#### Text ####
There are also stories of people unable to go to the hospital and even pharmacies due to lockdowns imposed by separatist fighters. They are sometimes forced to remain indoors for close to three weeks.

“We are tired. Imagine you fall sick during the lockdown. What do you do? You are forced to stay at home and wait. You could be killed if you step out,” a Bamenda city dweller, whose only name we got as Nancy lamented.

Nancy added that the lack of equipment, reduced supply of services, limited staff and lack of fee-for-service remain the main barrier to healthcare.

But according to recent statistics to the North West Regional Delegation of Public Health, there are about 426 operational health facilities in the region.

A source at the regional delegation told The Guardian Post, that: “All health facilities are functional. But at a given moment that we had those who closed, some were looted but with time, all facilities are functional now”.

Although most of these facilities are said to be operational, some inhabitants say the crisis has severely impacted the healthcare system in some communities.
#### Data extract ####
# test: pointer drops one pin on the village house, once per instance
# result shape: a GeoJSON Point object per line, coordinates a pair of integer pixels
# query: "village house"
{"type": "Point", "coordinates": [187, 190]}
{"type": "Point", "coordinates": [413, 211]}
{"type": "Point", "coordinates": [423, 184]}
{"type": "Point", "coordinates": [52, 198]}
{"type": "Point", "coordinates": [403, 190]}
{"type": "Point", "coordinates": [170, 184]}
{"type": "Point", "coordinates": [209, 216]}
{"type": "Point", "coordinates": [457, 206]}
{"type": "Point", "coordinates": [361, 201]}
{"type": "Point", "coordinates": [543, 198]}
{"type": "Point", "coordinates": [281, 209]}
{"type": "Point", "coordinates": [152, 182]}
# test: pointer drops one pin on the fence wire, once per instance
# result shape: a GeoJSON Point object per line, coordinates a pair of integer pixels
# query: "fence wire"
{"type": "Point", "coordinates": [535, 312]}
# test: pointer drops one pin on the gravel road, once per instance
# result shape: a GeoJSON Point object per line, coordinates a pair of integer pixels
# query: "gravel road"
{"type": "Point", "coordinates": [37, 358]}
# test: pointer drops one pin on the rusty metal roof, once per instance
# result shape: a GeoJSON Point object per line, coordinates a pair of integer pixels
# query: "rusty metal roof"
####
» Problem statement
Write out the passage on healthcare in the North West region again, starting at "There are also" and ending at "as Nancy lamented.", but substitute "two weeks" for "three weeks". The records play no part in this exercise.

» Answer to this problem
There are also stories of people unable to go to the hospital and even pharmacies due to lockdowns imposed by separatist fighters. They are sometimes forced to remain indoors for close to two weeks.

“We are tired. Imagine you fall sick during the lockdown. What do you do? You are forced to stay at home and wait. You could be killed if you step out,” a Bamenda city dweller, whose only name we got as Nancy lamented.